Directive: Reproduce verbatim the lines of the listing below that fall between the line holding "Where can you spot the dirt" and the line holding "Where can you spot the green", inclusive.

Data for this task:
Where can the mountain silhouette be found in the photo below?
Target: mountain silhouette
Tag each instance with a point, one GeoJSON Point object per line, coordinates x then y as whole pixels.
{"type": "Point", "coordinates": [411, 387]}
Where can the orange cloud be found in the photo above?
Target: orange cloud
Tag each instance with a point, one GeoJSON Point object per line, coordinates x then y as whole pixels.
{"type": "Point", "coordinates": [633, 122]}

---

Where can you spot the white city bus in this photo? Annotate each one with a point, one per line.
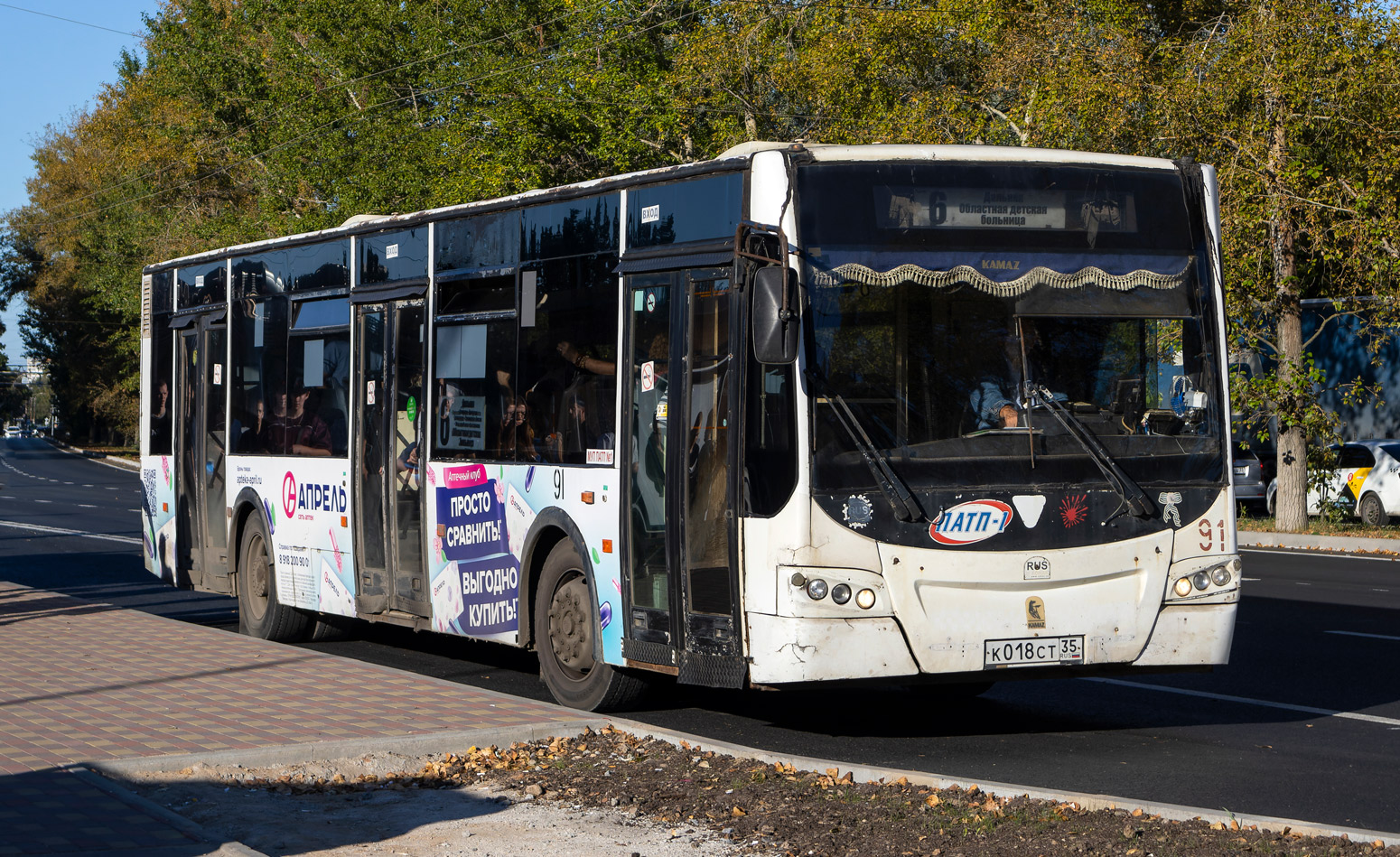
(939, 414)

* * *

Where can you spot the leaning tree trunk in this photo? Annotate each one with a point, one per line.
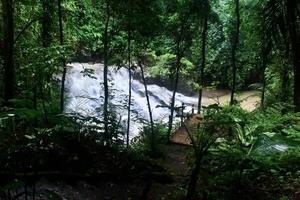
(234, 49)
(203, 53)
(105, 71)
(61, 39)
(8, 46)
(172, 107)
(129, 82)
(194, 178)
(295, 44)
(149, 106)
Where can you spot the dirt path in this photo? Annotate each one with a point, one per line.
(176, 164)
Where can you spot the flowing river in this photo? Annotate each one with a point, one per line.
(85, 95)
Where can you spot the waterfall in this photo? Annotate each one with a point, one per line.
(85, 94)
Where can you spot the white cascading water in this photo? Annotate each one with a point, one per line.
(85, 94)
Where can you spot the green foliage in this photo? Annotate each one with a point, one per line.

Full output:
Where can you spot the dirt path in this photo? Annotate each one with a point, one per line.
(176, 164)
Where can you spot the flowing river in this photo? Annotate each one with a point, one per line.
(85, 95)
Where can you spot the waterfall in this photo? Annotate each one with a point, one per line.
(85, 94)
Where can you spot the white cascading water in this photo? Annotate each one with a point, one per line.
(85, 94)
Where can you spot the green foliage in this photo? Annotate each one with a point, one per line.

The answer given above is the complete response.